DESCRIPTION OF THE TASK —
Which of the lines below contain the word "pants"? Pick out each of those lines and copy it in full.

[Coordinate annotation entries]
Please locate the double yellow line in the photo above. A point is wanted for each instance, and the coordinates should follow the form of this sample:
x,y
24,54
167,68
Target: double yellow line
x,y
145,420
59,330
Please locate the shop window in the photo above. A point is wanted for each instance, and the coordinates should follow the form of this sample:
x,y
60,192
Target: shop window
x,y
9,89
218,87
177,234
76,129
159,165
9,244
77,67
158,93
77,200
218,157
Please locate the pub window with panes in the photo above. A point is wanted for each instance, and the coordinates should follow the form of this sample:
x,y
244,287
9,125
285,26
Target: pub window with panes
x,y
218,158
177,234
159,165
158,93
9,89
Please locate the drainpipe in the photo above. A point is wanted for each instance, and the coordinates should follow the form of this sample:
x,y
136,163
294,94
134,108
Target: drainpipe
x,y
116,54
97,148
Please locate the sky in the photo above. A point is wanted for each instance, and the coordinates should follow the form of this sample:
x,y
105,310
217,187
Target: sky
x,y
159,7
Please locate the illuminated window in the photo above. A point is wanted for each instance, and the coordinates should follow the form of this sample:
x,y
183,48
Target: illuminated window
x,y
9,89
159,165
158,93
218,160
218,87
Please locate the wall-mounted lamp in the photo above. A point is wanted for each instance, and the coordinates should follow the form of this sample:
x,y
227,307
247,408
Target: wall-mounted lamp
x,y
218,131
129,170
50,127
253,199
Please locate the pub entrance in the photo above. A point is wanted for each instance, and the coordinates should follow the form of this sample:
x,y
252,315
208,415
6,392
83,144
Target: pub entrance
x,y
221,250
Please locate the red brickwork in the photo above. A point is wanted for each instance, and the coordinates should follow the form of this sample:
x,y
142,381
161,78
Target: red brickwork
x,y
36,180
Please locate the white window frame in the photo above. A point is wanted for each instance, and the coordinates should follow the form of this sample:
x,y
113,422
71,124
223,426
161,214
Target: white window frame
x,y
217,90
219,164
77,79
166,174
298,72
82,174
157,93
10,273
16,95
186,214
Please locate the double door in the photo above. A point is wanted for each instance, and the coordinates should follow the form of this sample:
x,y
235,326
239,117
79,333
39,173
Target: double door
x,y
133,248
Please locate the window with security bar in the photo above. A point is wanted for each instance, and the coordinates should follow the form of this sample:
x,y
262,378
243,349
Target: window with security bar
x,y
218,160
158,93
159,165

...

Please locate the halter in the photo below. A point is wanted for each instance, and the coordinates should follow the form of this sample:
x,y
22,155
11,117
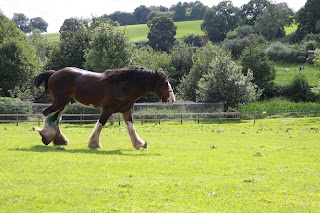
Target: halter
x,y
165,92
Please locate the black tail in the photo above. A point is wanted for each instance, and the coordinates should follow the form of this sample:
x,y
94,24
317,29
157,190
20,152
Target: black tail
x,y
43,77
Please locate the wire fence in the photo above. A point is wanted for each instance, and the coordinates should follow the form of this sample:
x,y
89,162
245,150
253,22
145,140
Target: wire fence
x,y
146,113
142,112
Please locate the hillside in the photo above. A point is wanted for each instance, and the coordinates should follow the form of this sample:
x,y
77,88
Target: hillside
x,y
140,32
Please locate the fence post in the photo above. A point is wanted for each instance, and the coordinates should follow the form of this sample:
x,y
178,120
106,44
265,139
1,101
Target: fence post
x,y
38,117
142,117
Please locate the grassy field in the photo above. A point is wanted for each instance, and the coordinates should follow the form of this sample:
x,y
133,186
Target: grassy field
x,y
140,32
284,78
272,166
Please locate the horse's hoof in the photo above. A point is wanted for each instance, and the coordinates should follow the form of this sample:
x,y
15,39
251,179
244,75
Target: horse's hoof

==

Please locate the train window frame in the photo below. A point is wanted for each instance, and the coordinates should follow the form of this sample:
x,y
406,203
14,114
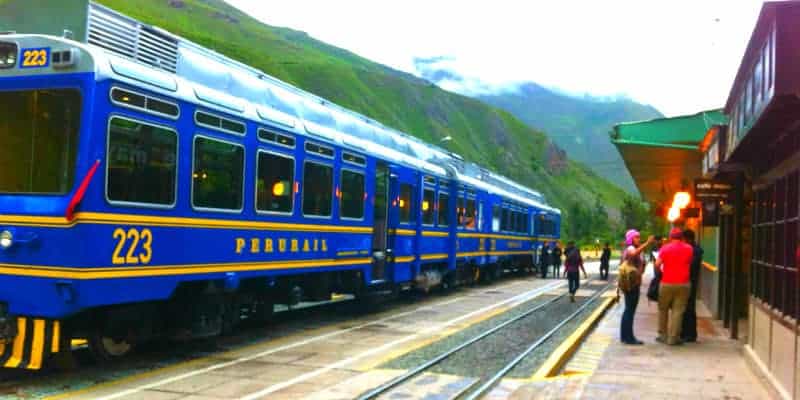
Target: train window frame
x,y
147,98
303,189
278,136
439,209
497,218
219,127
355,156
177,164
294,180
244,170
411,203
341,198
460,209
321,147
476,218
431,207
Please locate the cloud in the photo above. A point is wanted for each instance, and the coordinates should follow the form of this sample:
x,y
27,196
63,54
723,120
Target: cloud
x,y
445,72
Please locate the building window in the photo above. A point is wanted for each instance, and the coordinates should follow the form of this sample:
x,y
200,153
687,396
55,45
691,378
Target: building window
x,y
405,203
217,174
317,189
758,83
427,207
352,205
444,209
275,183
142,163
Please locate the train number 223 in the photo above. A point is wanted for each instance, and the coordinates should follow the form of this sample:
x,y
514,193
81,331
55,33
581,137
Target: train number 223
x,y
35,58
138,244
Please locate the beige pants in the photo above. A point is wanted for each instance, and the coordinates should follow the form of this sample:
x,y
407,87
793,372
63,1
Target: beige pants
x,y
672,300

THE ANSWER —
Please locate the beige pants in the photo above. A point is wanted for each instance, and the coordinates should follow the form of this sample:
Target: beige pants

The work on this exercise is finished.